— begin Stored rows —

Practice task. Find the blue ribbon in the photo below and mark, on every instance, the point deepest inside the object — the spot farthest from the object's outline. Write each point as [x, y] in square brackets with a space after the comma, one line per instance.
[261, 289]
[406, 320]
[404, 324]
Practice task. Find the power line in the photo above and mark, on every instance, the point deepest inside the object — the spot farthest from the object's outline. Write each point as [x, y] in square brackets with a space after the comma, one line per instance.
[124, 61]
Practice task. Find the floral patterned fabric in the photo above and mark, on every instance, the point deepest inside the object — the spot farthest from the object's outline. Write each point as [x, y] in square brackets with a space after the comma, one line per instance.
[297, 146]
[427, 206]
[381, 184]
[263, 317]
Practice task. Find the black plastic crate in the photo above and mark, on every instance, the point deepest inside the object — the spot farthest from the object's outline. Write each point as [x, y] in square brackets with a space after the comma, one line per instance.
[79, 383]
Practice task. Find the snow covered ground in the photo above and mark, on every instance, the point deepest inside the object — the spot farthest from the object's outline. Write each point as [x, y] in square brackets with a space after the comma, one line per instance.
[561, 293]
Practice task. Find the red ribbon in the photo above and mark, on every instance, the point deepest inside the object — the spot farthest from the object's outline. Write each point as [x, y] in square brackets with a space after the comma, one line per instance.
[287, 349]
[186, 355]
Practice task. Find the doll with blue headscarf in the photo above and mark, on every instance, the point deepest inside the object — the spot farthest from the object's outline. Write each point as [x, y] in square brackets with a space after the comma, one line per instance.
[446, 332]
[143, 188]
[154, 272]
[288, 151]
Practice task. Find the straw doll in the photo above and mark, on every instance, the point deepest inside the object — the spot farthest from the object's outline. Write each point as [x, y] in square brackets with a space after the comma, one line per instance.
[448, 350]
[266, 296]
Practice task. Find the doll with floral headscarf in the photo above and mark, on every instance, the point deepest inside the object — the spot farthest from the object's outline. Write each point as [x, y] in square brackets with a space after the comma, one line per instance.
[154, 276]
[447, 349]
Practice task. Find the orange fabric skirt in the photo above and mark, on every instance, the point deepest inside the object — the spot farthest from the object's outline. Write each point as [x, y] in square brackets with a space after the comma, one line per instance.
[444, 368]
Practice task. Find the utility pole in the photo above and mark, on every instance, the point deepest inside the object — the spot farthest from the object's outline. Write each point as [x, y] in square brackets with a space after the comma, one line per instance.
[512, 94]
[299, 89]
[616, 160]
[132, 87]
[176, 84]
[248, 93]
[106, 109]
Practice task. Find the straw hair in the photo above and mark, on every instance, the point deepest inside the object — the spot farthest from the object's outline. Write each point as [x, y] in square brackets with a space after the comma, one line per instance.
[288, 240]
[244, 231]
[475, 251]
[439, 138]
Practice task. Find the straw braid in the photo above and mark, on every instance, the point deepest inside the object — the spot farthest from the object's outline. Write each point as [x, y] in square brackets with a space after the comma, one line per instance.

— end Stored rows —

Written request: Repeat every entry word for word.

Output:
Practice task. Find the blue ribbon in the photo below and mark, on every instance, the point deepest inside the object — the spot farthest from the object's outline. Write each point as [x, y] in square brackets with a space after the comma, one line per instance.
[261, 289]
[406, 320]
[404, 324]
Practice task. Find the power line in the photo above and mark, on every instance, the point deepest inside the object — the spot farthest from the object's outline. Write each point as [x, y] in square brackets with a space after the comma, one line per instance.
[124, 61]
Practice task. Find the floral patterned fabric in the photo above and mark, on every instance, the point deepest inside the object — the spot farthest from the object's outline. Write each point as [x, y] in square brackets with a space after the comma, one line per instance.
[297, 146]
[427, 206]
[381, 184]
[263, 317]
Practice task. Find the black plastic crate in the photo above and mark, on every instance, the point deepest inside the object — the spot farthest from the object's outline. Write each point as [x, y] in square brackets with a space after the comma, one line per instance.
[79, 383]
Practice task. Find the snow covered ground in the photo above and mark, on every instance, the point deepest inside the object — the spot farthest from the object's outline. Write each point as [x, y] in square brackets with a space after the comma, one line per instance.
[561, 293]
Practice task. Find the red ribbon in the photo above and mark, on every instance, the point deepest inside the object — the spot farthest from the object's outline. Write each point as [x, y] in square brackets with a space after the comma, one line per instance.
[287, 349]
[186, 355]
Practice task. Find the doll with blue headscarf in the photo above and mark, on every instance, the point deepest inside the object — the spot farthest from the object's outline. Write each point as [x, y] in square brackets with a space after the comma, one line per instance.
[446, 332]
[143, 188]
[154, 272]
[288, 151]
Practice task. Find the straw doll in the photo above and mark, on every instance, the point deepest inside the object — the spot farthest from the object's outline. Write each point as [x, y] in square brackets with a space after the comma, one line per instance.
[448, 350]
[266, 296]
Practice task. Find the doll with floral headscarf in the photo above and mark, on every instance, the point deepest inside the object — the spot farthest from the object's outline. Write each point as [x, y] in square brackets with a space after the comma, one line per instance.
[154, 276]
[447, 349]
Practice task. Find the orange fabric skirt in the photo above and mark, on every instance, the point deepest inside the object — the spot farthest from the object's outline. Write each point as [x, y] in square brackets with a space after the comma, one line per instance.
[444, 368]
Practice task. Find the utility pole in the photo above and mark, on every instance, the point deepest inside the object — the spot farthest from the object's outline. Write each point as [x, y] in square brackets with a space after the comma, one line per instance.
[512, 94]
[299, 89]
[616, 160]
[132, 87]
[176, 84]
[248, 93]
[106, 109]
Practice task. Find the straw hair in the photo above and mark, on every instance, the point deepest inside the object — the spot farthest from the object's outline. Write each point as [x, y] in square brackets with a space after the comma, one line per instance.
[288, 240]
[244, 231]
[475, 251]
[439, 138]
Practice task. Find the straw braid in the photo above and mark, on every instance, the point deepest inside the object — the spot farthest from the object's outline. Write each point as [x, y] in square brackets with a space after the comma, one line per instance.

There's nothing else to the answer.